> **WORK TO DO**: Beginning with the line that contains "Point out the astronaut in", extract each line through the end of the listing below, with no additions or omissions.

>>>

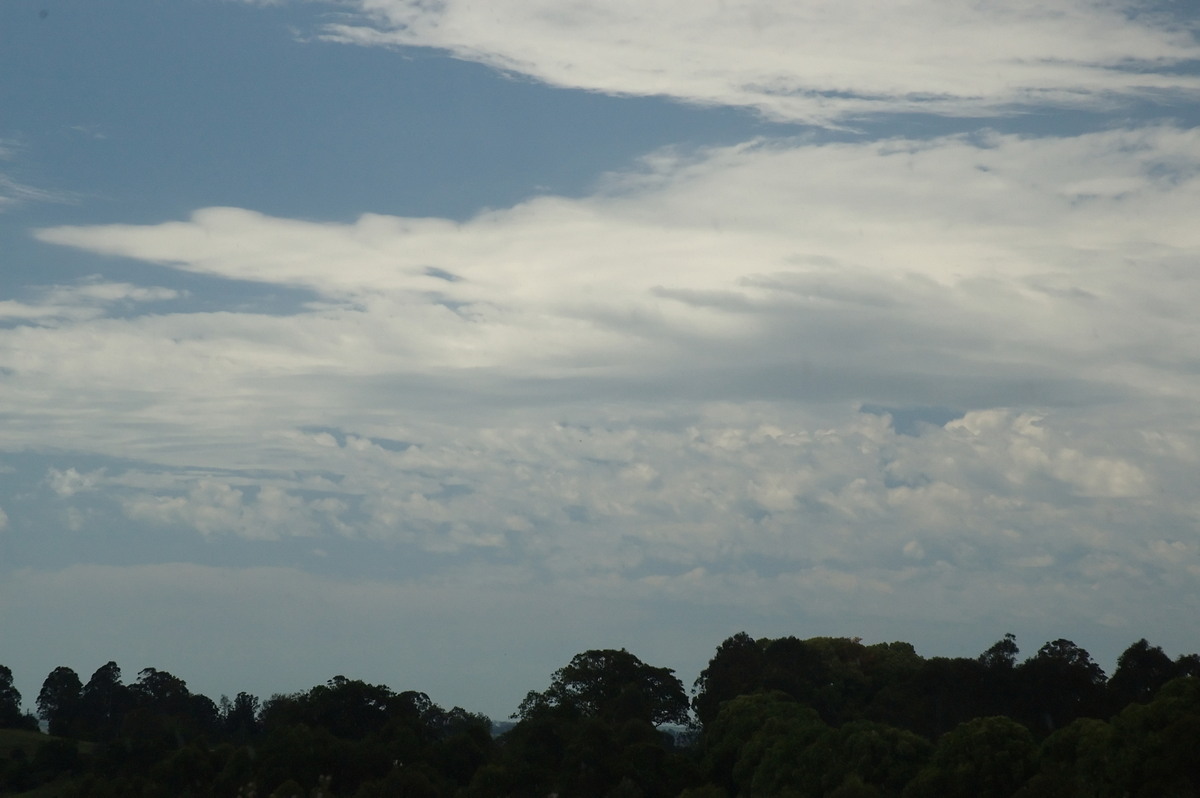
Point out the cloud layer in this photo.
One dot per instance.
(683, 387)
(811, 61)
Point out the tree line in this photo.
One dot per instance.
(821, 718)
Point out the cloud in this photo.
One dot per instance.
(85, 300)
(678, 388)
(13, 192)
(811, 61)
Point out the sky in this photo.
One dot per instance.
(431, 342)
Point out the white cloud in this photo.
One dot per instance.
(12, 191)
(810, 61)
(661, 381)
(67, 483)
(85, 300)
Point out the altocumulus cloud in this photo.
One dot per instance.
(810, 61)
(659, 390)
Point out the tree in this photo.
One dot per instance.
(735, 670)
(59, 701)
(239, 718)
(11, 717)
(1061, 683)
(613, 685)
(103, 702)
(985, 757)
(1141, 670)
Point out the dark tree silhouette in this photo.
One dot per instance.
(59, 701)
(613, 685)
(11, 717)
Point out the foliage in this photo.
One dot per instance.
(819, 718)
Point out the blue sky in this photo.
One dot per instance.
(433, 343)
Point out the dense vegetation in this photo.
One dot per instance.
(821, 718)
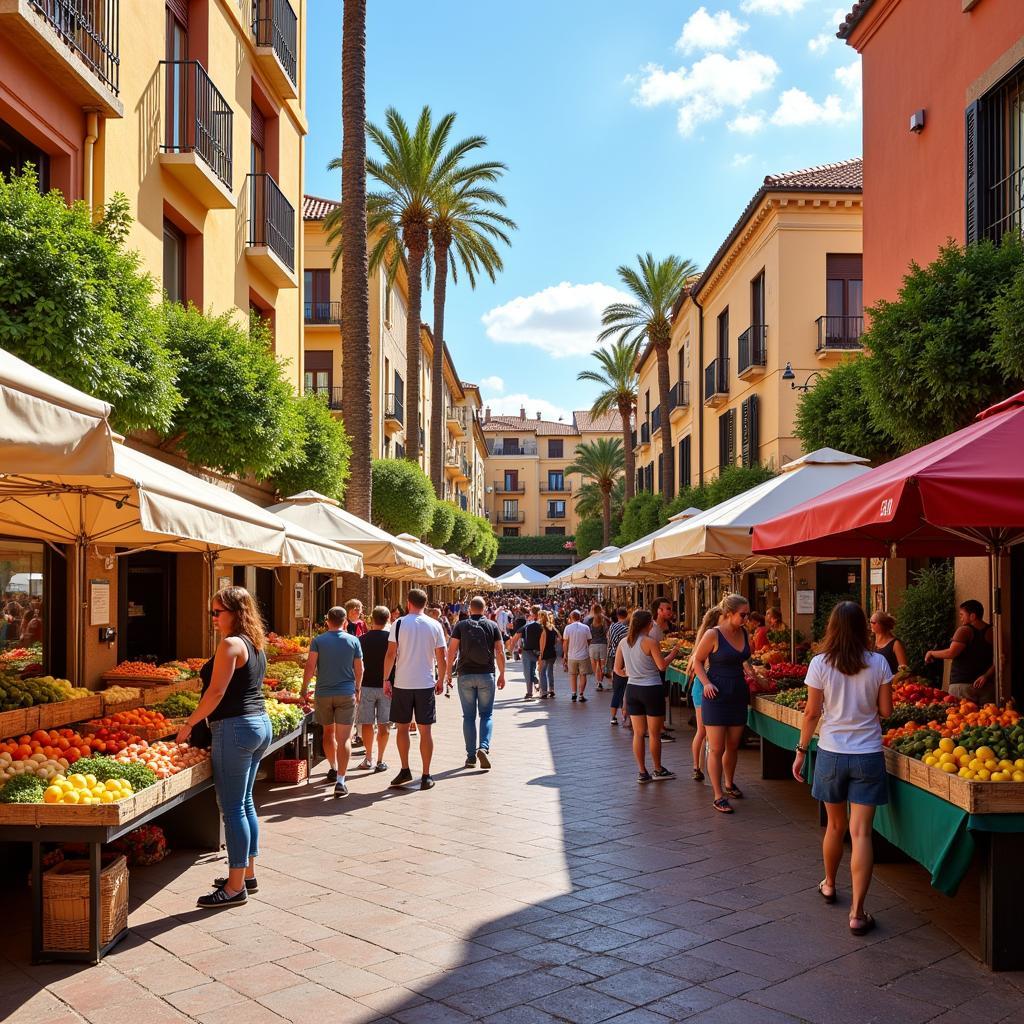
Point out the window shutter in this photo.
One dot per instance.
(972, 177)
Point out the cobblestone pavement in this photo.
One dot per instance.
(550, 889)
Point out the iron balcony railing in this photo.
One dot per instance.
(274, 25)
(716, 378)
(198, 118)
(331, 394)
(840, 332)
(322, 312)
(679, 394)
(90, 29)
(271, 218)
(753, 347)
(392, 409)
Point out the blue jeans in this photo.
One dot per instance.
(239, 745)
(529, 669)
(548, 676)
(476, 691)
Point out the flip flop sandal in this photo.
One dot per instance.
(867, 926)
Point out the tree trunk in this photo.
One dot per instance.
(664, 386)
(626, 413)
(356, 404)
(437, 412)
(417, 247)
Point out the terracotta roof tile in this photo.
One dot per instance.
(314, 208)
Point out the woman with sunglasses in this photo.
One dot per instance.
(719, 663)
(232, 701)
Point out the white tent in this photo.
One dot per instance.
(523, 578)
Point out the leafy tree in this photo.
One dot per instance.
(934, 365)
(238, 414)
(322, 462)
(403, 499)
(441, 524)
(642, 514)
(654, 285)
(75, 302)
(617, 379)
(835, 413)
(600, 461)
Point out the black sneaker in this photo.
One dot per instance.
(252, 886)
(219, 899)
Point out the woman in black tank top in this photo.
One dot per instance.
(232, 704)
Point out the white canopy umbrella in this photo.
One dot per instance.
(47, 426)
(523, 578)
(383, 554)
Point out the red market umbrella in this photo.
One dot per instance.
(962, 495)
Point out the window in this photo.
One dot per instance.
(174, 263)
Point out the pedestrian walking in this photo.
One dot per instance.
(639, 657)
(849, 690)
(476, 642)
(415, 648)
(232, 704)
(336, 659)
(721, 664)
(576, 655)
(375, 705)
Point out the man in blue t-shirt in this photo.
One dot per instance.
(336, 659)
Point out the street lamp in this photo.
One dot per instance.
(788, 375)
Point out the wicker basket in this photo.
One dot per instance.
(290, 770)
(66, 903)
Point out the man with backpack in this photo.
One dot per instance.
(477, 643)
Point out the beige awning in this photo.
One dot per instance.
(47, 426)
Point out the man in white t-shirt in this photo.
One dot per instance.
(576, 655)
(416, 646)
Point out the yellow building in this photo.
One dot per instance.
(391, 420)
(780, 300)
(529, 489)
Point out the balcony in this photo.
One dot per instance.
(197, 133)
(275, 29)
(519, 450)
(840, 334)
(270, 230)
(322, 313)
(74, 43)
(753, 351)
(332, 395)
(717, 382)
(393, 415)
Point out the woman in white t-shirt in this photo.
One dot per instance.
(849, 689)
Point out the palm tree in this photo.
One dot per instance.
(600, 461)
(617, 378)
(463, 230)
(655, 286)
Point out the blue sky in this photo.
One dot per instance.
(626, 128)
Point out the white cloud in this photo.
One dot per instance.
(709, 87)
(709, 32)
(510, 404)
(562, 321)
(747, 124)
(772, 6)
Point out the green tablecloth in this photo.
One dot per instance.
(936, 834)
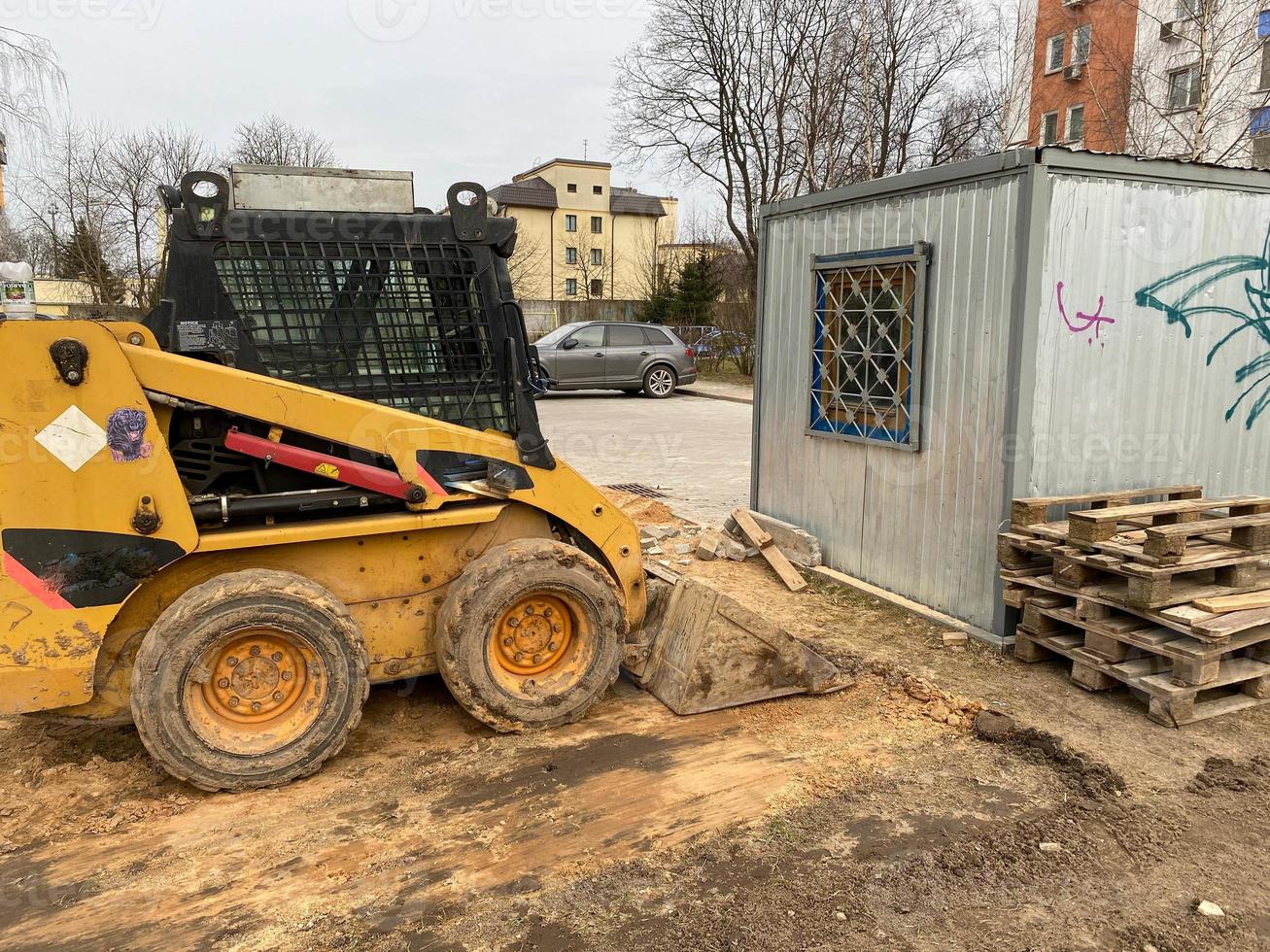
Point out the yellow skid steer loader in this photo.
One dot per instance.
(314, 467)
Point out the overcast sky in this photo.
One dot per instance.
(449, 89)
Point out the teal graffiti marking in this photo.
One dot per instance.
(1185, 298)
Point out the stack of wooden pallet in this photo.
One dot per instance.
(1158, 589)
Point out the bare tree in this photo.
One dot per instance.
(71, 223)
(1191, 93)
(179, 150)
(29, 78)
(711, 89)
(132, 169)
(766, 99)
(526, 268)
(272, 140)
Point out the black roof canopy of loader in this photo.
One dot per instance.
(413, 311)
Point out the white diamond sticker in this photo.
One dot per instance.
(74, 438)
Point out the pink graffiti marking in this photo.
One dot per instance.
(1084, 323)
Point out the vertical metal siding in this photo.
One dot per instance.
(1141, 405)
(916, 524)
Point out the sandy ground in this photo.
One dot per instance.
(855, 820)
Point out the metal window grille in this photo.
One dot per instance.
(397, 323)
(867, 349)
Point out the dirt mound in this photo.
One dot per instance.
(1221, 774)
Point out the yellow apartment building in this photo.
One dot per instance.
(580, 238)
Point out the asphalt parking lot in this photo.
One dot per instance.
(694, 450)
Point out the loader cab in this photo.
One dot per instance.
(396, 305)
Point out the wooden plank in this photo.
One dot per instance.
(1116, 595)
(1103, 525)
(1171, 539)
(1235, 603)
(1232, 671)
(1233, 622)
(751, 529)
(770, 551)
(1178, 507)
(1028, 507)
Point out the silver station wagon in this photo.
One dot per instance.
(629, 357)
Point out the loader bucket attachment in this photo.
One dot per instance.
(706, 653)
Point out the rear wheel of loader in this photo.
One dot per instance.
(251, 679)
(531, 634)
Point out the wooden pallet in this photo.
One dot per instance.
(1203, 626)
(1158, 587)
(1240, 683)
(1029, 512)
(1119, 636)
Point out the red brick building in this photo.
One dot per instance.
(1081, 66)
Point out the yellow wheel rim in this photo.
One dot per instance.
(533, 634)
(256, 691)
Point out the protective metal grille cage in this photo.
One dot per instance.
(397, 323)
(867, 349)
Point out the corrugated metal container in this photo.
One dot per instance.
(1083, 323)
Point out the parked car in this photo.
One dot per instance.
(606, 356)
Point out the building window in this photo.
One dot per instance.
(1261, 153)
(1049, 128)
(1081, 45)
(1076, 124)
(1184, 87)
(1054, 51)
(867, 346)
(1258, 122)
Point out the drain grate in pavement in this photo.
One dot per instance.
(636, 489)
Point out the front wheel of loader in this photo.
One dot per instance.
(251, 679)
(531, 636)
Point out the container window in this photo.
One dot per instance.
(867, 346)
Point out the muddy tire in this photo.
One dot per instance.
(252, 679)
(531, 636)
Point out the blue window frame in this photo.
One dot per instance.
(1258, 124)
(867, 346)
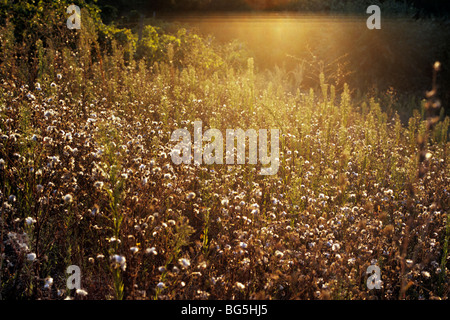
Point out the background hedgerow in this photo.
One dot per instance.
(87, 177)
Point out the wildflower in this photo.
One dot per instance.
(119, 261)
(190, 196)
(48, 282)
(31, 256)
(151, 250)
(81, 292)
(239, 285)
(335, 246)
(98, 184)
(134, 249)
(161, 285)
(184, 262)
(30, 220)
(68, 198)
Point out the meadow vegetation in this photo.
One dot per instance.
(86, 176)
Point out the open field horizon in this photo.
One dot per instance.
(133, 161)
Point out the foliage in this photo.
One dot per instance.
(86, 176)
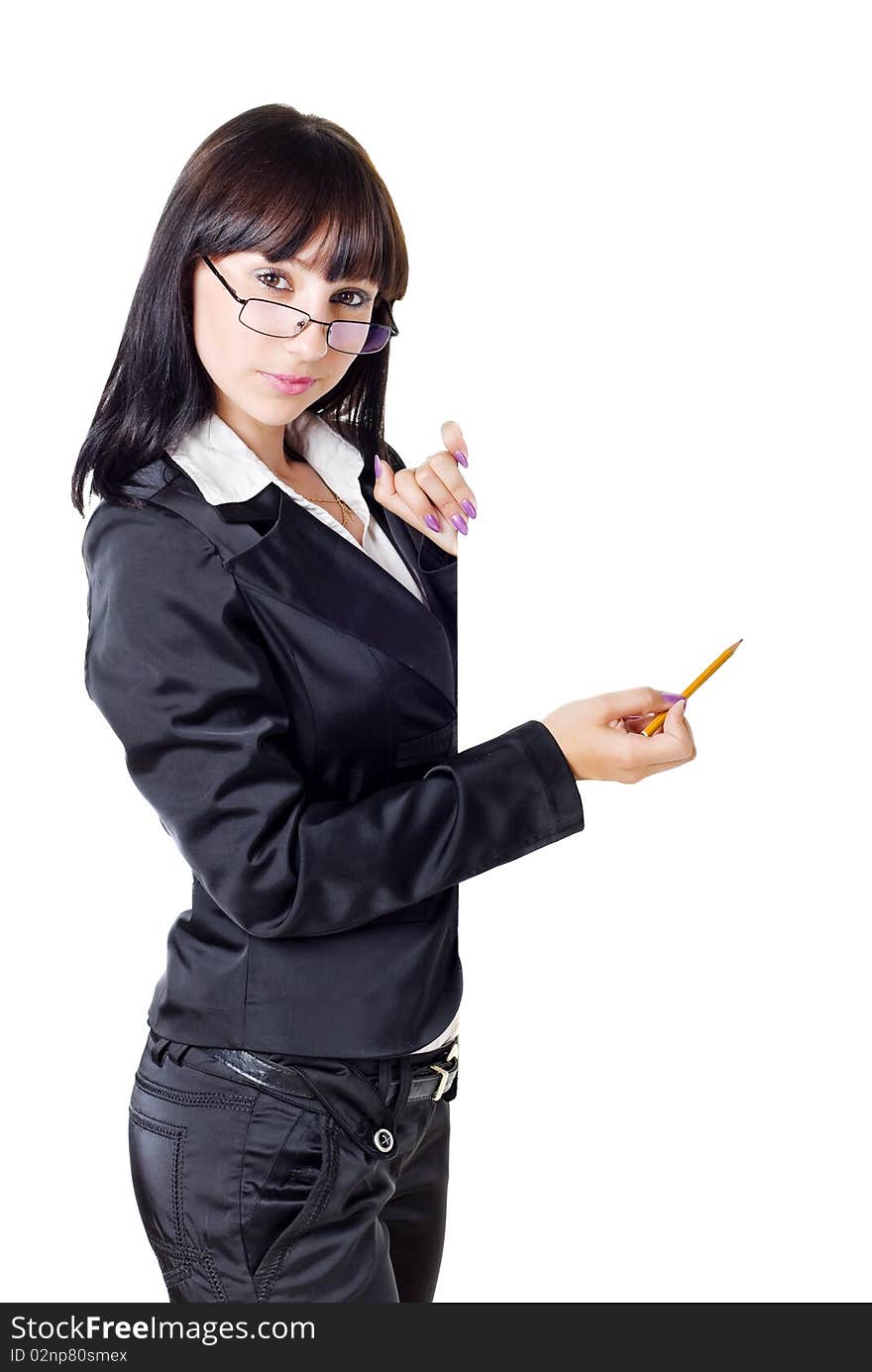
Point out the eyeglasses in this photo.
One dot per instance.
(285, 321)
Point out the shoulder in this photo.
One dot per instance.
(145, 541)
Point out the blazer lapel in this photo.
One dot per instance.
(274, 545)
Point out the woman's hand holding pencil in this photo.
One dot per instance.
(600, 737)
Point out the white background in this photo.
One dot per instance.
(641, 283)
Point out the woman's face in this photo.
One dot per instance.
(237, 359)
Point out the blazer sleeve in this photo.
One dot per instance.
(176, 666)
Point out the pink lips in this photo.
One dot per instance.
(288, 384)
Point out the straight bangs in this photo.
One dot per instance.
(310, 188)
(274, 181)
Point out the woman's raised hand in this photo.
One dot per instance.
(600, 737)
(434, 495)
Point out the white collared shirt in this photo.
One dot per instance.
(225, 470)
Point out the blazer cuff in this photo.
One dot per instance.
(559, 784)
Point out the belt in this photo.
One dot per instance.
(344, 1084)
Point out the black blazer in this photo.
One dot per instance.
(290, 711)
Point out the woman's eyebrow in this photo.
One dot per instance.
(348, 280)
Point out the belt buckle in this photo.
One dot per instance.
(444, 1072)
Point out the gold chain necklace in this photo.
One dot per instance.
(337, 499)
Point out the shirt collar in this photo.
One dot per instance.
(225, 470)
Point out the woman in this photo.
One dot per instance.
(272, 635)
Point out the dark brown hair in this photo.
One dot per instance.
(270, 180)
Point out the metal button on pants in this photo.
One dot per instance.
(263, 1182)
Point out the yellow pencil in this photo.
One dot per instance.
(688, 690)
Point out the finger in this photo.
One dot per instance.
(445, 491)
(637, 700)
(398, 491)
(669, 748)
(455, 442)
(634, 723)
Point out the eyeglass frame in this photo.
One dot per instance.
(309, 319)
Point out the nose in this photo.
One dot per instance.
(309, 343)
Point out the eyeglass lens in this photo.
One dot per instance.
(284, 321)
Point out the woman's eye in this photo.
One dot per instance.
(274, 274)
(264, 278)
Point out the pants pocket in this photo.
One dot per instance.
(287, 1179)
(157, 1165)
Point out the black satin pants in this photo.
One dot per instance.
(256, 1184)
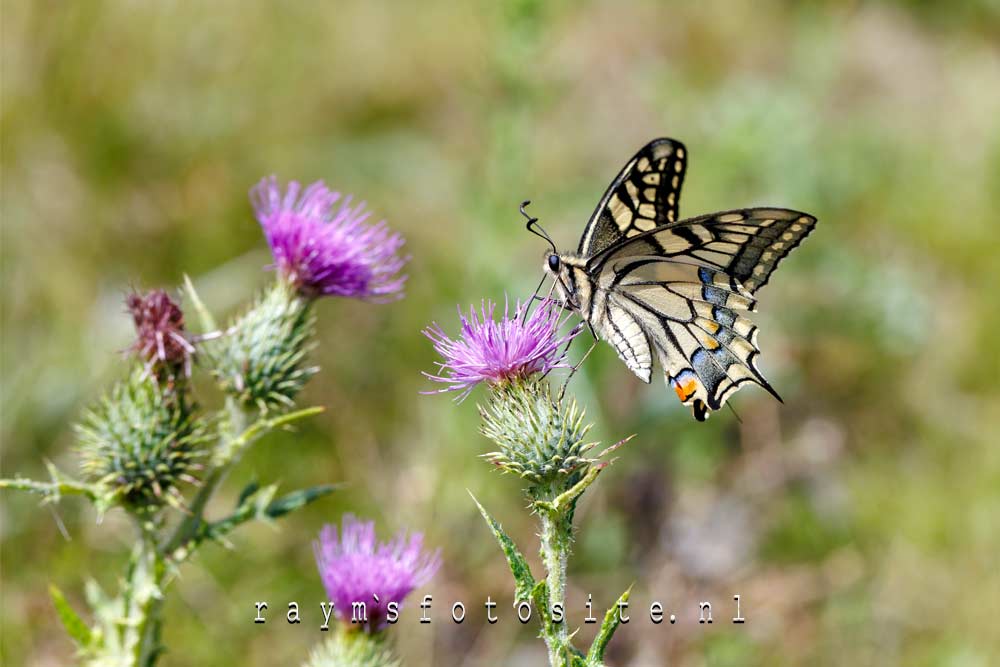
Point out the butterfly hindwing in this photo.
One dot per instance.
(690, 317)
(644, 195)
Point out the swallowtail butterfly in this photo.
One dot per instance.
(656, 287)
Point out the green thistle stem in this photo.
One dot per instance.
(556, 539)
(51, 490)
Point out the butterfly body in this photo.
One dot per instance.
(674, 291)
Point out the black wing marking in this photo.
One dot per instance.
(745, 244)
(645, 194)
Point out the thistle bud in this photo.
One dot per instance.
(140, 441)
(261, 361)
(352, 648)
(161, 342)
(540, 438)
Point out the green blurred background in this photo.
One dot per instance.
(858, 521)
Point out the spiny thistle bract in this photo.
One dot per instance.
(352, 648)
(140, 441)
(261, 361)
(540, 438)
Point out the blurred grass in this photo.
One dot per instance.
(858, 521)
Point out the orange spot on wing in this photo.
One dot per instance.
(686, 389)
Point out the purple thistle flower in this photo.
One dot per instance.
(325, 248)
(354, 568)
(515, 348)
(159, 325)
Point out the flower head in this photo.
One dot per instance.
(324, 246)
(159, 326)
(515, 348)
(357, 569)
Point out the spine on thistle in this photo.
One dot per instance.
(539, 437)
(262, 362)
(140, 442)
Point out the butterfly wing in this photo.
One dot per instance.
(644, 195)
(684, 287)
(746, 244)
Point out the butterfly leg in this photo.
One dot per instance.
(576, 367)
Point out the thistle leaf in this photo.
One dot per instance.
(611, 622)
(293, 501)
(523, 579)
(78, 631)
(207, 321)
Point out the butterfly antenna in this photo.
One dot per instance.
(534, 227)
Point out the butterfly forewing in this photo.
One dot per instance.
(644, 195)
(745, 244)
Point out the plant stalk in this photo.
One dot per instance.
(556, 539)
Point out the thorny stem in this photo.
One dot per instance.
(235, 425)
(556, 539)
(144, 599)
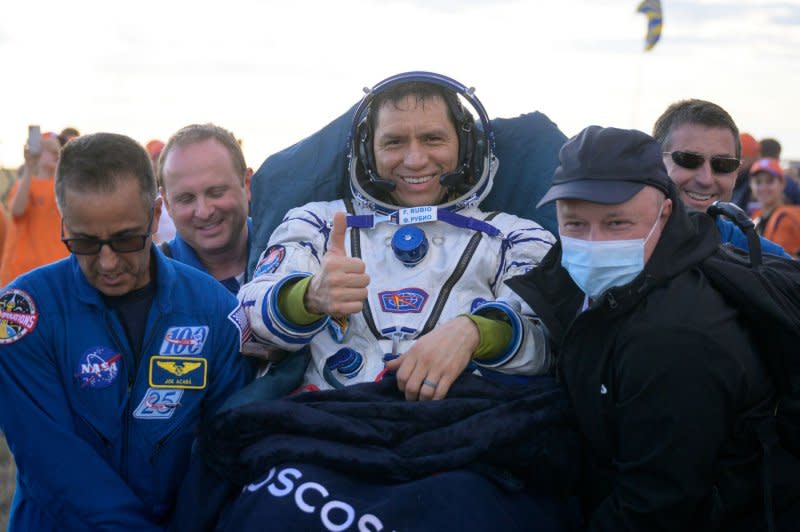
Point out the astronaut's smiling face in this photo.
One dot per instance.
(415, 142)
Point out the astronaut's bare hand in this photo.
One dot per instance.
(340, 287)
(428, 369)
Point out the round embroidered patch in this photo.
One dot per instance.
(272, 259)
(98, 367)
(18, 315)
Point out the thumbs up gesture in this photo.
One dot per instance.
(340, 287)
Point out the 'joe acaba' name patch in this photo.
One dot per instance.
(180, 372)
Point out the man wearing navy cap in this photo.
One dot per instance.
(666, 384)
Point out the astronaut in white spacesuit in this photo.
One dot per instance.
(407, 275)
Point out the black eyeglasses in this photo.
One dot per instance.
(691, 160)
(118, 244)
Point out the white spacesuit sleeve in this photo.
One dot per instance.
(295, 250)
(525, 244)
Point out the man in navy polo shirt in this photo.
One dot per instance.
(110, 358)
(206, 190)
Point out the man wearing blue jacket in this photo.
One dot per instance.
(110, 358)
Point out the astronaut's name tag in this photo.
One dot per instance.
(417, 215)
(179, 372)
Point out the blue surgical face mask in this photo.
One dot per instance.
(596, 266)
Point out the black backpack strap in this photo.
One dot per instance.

<<<

> **ANSWER TO THIS PROBLEM**:
Point out the astronaut in white spacesuit in this photo.
One dot per instance.
(407, 275)
Point out the black eyeglasses in this photo.
One dot per instance.
(691, 160)
(118, 244)
Point out the white spacesuit sleeve in this photo.
One dot per instance.
(295, 250)
(525, 244)
Point out the man in navy polo shirt in this photo.
One dot per instance.
(110, 358)
(206, 190)
Point out the man wearing blue jacket in this photo.
One dot per instance.
(110, 358)
Point out the astronaut's name tag in this photo.
One dot per instance.
(417, 215)
(179, 372)
Point out the blue surgical face mask in this photo.
One dot per instance.
(596, 266)
Point out the black backpack strap in this photo.
One dot per instance.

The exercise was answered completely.